* **Written task 1**: Format the whole location identification listing below as a two-column CSV headed input and output, with one row for every text-and-answer pair, each placed in a single quoted field with line breaks replaced by spaces. Leave the pictures out.

--- Start Document extract ---

I'm working on the patches for this now. As I mentioned I only really
see 2, maybe 3 total changes.
1. area->nr_free -> area->nr_freed - area->nr_bound
2. Buddy -> Buddy & Offline, free "Offline" to tail.
3. alloc_non-offline

I'll elaborate more on the last two below.

> >
> > In addition we will need some way to identify which pages have been
> > hinted on and which have not. The way I believe easiest to do this
> > would be to overload the PageType value so that we could essentially
> > have two values for "Buddy" pages. We would have our standard "Buddy"
> > pages, and "Buddy" pages that also have the "Offline" value set in the
> > PageType field. Tracking the Online vs Offline pages this way would
> > actually allow us to do this with almost no overhead as the mapcount
> > value is already being reset to clear the "Buddy" flag so adding a
> > "Offline" flag to this clearing should come at no additional cost.
>
> Just nothing here that this will require modifications to kdump
> (makedumpfile to be precise and the vmcore information exposed from the
> kernel), as kdump only checks for the the actual mapcount value to
> detect buddy and offline pages (to exclude them from dumps), they are
> not treated as flags.
>
> For now, any mapcount values are really only separate values, meaning
> not the separate bits are of interest, like flags would be. Reusing
> other flags would make our life a lot easier. E.g. PG_young or so. But
> clearing of these is then the problematic part.
>
> Of course we could use in the kernel two values, Buddy and BuddyOffline.
> But then we have to check for two different values whenever we want to
> identify a buddy page in the kernel.

Actually this may not be working the way you think it is working.
Below is the PageType code:
#define PAGE_TYPE_BASE 0xf0000000
/* Reserve 0x0000007f to catch underflows of page_mapcount */
#define PAGE_MAPCOUNT_RESERVE -128
#define PG_buddy 0x00000080
#define PG_offline 0x00000100
#define PG_kmemcg 0x00000200
#define PG_table 0x00000400

#define PageType(page, flag) \
((page->page_type & (PAGE_TYPE_BASE | flag)) == PAGE_TYPE_BASE)

If I am reading this correctly when you are testing for the "Buddy"
page type all you are doing is something like:
        page_type & 0xf0000080 = 0xf0000000;

This should work if mapcount is 0xfffffe7f or 0xffffff7f. So if I have
added "Online" to it the value the result will not have changed since
all adding a type really does is clear an additional bit in the
mapcount.

The only real issue I see is in __ClearPage##uname as it requires that
the bit be set when we are clearing it. For now I am just creating
another macro called "__ResetPage##uname" that uses the same test as
the set and then does an "|=" with the bit, and then using that to
reset the "Offline" value.

> >
> > Lastly we would need to create a specialized function for allocating
> > the non-"Offline" pages, and to tweak __free_one_page to tail enqueue
> > "Offline" pages. I'm thinking the alloc function it would look
> > something like __rmqueue_smallest but without the "expand" and needing
> > to modify the !page check to also include a check to verify the page
> > is not "Offline". As far as the changes to __free_one_page it would be
> > a 2 line change to test for the PageType being offline, and if it is
> > to call add_to_free_area_tail instead of add_to_free_area.

--- End Document extract ---
--- Start Items ---

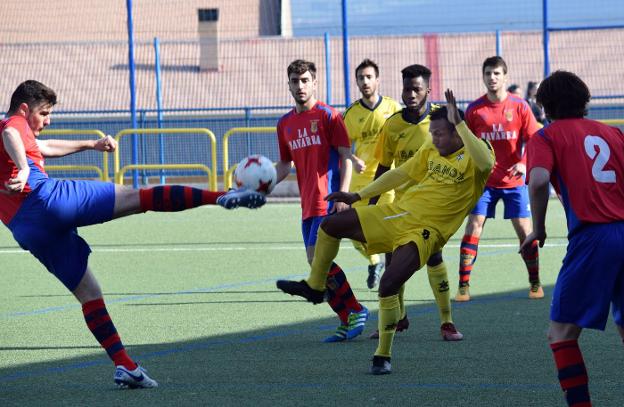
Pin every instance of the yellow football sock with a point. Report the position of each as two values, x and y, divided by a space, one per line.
325 252
389 315
438 280
402 301
361 248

--- End Items ---

* **Written task 2**: Resume the mailing list post about marking free Buddy pages as Offline, starting right after its last sentence.

* **Reply 1**:
input,output
"Pin every instance of the yellow football sock with a point. Report the position of each as two values, x and y, divided by a space, one per line.","325 252 389 315 438 280 402 301 361 248"

* **Reply 2**:
>
> As already mentioned, there might be scenarios where the additional
> hinting thread might consume too much CPU cycles, especially if there is
> little guest activity any you mostly spend time scanning a handful of
> free pages and reporting them. I wonder if we can somehow limit the
> amount of wakeups/scans for a given period to mitigate this issue.

That is why I was talking about breaking nr_free into nr_freed and
nr_bound. By doing that I can record the nr_free value to a
virtio-balloon specific location at the start of any walk and should
know exactly now many pages were freed between that call and the next
one. By ordering things such that we place the "Offline" pages on the
tail of the list it should make the search quite fast since we would
just be always allocating off of the head of the queue until we have
hinted everything int he queue. So when we hit the last call to alloc
the non-"Offline" pages and shut down our thread we can use the
nr_freed value that we recorded to know exactly how many pages have
been added that haven't been hinted.

> One main issue I see with your approach is that we need quite a lot of
> core memory management changes. This is a problem. I wonder if we can
> factor out most parts into callbacks.

I think that is something we can't get away from. However if we make
this generic enough there would likely be others beyond just the
virtualization drivers that could make use of the infrastructure. For
example being able to track the rate at which the free areas are
cycling in and out pages seems like something that would be useful
outside of just the virtualization areas.

> E.g. in order to detect where to queue a certain page (front/tail), call
> a callback if one is registered, mark/check pages in a core-mm unknown
> way as offline etc.
>
> I still wonder if there could be an easier way to combine recording of
> hints and one hinting thread, essentially avoiding scanning and some of
> the required core-mm changes.

The concern I have with trying to avoid the scanning by tracking is
that if you fall behind it becomes something where just tracking the
metadata for the page hints would start to become expensive.